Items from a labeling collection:
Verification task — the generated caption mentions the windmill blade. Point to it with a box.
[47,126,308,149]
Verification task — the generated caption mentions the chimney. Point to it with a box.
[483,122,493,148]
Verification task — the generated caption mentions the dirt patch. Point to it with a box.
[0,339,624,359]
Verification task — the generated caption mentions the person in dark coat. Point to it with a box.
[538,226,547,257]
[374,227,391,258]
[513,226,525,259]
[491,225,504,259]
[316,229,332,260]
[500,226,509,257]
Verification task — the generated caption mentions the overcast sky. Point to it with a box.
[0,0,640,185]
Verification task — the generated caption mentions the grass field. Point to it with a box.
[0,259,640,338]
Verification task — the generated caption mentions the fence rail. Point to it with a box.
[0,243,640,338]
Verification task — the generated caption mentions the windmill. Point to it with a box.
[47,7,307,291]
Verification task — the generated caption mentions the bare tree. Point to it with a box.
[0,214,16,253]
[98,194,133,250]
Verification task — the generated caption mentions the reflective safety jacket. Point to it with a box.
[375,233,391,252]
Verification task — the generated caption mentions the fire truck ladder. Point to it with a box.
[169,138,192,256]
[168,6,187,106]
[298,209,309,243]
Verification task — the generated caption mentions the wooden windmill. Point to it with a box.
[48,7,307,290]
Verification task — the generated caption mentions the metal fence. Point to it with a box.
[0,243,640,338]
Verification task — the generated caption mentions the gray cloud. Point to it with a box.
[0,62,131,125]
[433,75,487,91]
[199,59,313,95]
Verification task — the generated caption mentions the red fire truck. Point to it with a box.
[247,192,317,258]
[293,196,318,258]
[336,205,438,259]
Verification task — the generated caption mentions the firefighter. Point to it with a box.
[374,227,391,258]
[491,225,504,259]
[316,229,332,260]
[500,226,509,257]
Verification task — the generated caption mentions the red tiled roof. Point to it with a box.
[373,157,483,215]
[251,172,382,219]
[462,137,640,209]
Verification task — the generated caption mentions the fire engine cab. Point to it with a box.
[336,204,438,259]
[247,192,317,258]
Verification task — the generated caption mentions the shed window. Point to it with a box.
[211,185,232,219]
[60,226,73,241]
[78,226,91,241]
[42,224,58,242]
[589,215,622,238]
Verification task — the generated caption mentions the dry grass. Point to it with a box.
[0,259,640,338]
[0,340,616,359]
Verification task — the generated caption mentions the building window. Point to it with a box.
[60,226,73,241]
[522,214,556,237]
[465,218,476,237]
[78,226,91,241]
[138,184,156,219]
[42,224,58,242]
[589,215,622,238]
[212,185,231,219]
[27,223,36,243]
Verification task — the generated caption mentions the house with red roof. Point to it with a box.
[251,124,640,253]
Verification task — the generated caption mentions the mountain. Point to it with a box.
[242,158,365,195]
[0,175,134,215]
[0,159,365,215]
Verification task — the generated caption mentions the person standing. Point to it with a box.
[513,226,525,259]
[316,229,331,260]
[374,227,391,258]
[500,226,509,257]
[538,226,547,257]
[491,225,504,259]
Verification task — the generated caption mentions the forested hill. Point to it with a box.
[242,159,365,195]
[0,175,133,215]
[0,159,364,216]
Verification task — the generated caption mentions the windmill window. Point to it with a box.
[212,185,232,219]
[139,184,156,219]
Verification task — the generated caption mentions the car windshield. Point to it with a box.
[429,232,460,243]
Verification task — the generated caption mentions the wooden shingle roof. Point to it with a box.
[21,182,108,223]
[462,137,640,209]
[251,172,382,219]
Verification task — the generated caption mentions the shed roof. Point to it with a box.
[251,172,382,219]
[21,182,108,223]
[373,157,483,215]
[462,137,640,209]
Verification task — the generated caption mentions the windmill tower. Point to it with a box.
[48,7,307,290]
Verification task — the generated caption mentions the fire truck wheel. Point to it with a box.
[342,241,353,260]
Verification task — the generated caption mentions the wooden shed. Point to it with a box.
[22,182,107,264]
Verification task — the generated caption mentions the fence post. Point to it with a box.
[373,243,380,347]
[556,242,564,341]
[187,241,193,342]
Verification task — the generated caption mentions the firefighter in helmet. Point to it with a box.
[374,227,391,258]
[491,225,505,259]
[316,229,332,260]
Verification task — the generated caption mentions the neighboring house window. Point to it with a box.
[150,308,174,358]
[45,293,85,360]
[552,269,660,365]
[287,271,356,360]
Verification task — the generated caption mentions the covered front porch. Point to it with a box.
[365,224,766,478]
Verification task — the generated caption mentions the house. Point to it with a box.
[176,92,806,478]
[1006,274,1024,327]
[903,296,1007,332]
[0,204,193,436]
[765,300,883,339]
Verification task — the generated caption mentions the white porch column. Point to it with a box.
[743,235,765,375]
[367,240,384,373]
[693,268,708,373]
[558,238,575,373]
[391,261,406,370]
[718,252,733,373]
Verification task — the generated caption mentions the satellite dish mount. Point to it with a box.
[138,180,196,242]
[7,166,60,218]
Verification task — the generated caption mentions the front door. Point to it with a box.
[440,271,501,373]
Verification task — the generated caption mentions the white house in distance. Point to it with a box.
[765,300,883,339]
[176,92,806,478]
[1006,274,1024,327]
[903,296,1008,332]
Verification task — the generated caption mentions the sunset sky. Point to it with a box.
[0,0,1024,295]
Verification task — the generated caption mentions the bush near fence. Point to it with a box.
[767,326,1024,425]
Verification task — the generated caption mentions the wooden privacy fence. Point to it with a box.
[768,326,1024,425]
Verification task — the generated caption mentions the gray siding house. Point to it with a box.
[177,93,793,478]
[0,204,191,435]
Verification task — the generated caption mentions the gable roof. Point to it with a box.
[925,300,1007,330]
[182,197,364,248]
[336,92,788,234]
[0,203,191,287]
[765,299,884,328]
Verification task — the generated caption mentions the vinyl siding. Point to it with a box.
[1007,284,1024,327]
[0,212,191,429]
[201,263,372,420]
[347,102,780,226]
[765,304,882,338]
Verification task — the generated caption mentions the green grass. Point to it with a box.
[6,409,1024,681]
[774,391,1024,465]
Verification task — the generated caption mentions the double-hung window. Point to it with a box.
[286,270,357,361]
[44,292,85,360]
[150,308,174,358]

DESCRIPTION OF THE TASK: Copy every line of the data above word for word, leaving nothing out and changing nothing.

EXERCISE RESULT:
Verification task — the generated caption mentions the windmill blade. Point to it with a box.
[47,126,308,149]
Verification task — the generated caption mentions the chimney. Point to it with a box.
[483,122,493,148]
Verification task — the generated caption mentions the dirt patch. Point to it with a box.
[0,339,624,359]
Verification task — the generated caption mentions the person in dark coat. Point to it with a box.
[538,226,547,257]
[374,227,391,258]
[513,226,525,259]
[491,225,504,259]
[316,229,332,260]
[500,226,509,257]
Verification task — the generated caption mentions the overcast sky. Point to it with a box.
[0,0,640,185]
Verification task — the generated caption mentions the grass field. Point to it with a box.
[0,259,640,338]
Verification task — the generated caption mentions the fence rail. Point to it with a box.
[0,243,640,338]
Verification task — the generated caption mentions the windmill. Point to it with a box.
[47,7,307,291]
Verification task — the generated caption mentions the bare tree. Point to it with a box.
[0,214,16,253]
[98,194,133,250]
Verification task — the generated caption mentions the reflective safety jacket. Point to it with a box.
[375,233,391,252]
Verification task — the generated caption mentions the fire truck ladder. Point to it with a box.
[169,138,192,256]
[168,6,187,106]
[298,209,309,243]
Verification task — the generated caption mentions the wooden windmill. Point to it with a box.
[48,7,307,290]
Verification task — the generated caption mentions the metal fence. Point to it with a box.
[0,243,640,338]
Verification task — the generated caption mentions the gray cloud. Point to it with a box.
[0,62,131,125]
[433,75,487,91]
[199,59,313,95]
Verification task — the generated caption mentions the red fire truck. Point to it with a box.
[247,192,317,258]
[293,196,318,258]
[336,205,438,259]
Verification task — the generated caption mentions the firefighter. Point to it with a box.
[374,227,391,258]
[491,225,504,259]
[316,229,332,260]
[500,226,509,257]
Verification task — the generated caption mentions the red tiled roof. Point to it with a box.
[373,157,483,215]
[251,172,382,219]
[462,137,640,209]
Verification task — the generated caption mentions the fire engine cab. Point to it with a box.
[336,204,438,259]
[247,192,317,258]
Verification task — the generated caption mentions the shed window. Point to it with a box.
[211,185,232,219]
[60,226,73,241]
[78,226,91,241]
[42,224,58,242]
[589,215,622,238]
Verification task — the generated caption mentions the dry grass. Point to it with a box.
[0,259,640,338]
[0,340,616,359]
Verification task — the generated caption mentions the building window. Point to it with a box.
[60,226,73,241]
[522,214,556,237]
[465,218,476,237]
[78,226,91,241]
[138,184,156,219]
[42,224,58,242]
[589,215,622,238]
[212,185,231,219]
[27,223,36,243]
Verification task — the generated caption mentions the house with red roof. Point to it with a box.
[251,124,640,253]
Verification task — the generated caption mentions the mountain. Point to it with a box.
[242,158,365,195]
[0,175,134,215]
[0,159,365,215]
Verification task — the generated caption mentions the person standing. Point to it with a box.
[513,226,525,259]
[316,229,331,260]
[374,227,391,258]
[500,226,509,257]
[538,226,547,257]
[491,225,504,259]
Verification task — the generated caption mentions the forested hill. Point to it with a box.
[242,159,365,195]
[0,175,133,215]
[0,159,364,216]
Verification task — the generated caption mentions the windmill window. Point to it with a box.
[212,185,232,219]
[139,184,156,219]
Verification task — the generated caption mentions the car windshield. Point to it with a box.
[429,232,460,243]
Verification task — the generated caption mentions the wooden shingle roof. Point to it with a box.
[21,182,108,223]
[462,137,640,209]
[251,172,382,219]
Verification task — the generated caption mentions the shed roof. Point to it with a box.
[251,172,382,219]
[21,182,108,223]
[373,157,483,215]
[462,137,640,209]
Verification task — the generated caption mentions the windmill tower. Point to it with a box.
[48,7,307,290]
Verification task — the generated caption mentions the fire truck wheel. Point to it with a box.
[342,241,353,260]
Verification task — the generated caption mentions the wooden shed. Point to it with a box.
[22,182,107,264]
Verification task — the generated caption mentions the fence post. Point to it with a box.
[373,243,380,347]
[556,242,564,341]
[187,241,193,342]
Verification task — the generated caption mentions the firefighter in helmet. Point to it with a box.
[374,227,391,258]
[491,225,505,259]
[316,229,332,260]
Verification task — the generated caption mentions the neighboring house window. Point to it with a box.
[150,308,174,358]
[45,293,85,360]
[552,269,660,365]
[287,271,356,360]
Verification task — the generated caption mentions the covered front porch. Point to it with a box.
[365,224,766,478]
Verification task — the generated caption mentions the house. Point to it with a box.
[176,92,806,478]
[1006,274,1024,327]
[903,296,1007,332]
[0,204,193,436]
[765,300,883,339]
Verification task — the generated caption mentions the white porch column. Point to it with a box.
[743,235,765,375]
[367,240,384,373]
[693,268,708,373]
[558,238,575,373]
[391,261,406,370]
[718,252,733,373]
Verification task — the generated caption mentions the satellite dish mount. Point to it with a box.
[138,180,196,242]
[7,166,60,218]
Verification task — the generated caption mentions the front door. Point to it with a box.
[440,271,501,373]
Verification task — the generated caption mentions the white house in distance. Point to it with a box.
[765,300,883,339]
[176,92,806,478]
[1006,274,1024,327]
[903,296,1008,332]
Verification task — the generated caption mentions the sunset sky. Point to it with a box.
[0,0,1024,295]
Verification task — the generated caption mentions the bush near fence. Point to it with a box.
[767,326,1024,425]
Verification task — the generated caption mentions the wooden privacy fence. Point to it with a box.
[768,326,1024,425]
Verification task — the generated caption mentions the gray siding house. Point to it with a box.
[177,93,793,478]
[0,204,191,435]
Verification task — the generated caption mentions the gable roof. Point to it with a box.
[925,300,1007,330]
[182,197,364,248]
[336,92,788,234]
[0,203,191,287]
[765,299,884,328]
Verification task — the generated caption mentions the vinyl siding. Point to it with a box.
[1007,284,1024,327]
[0,212,191,429]
[201,263,372,420]
[347,102,780,226]
[765,304,882,338]
Verification task — the generated caption mentions the green grass. Point to it with a box.
[6,409,1024,681]
[774,391,1024,465]
Verification task — the generated caption mentions the double-hung window. Point to it with a box.
[286,270,357,361]
[44,292,85,360]
[150,308,174,358]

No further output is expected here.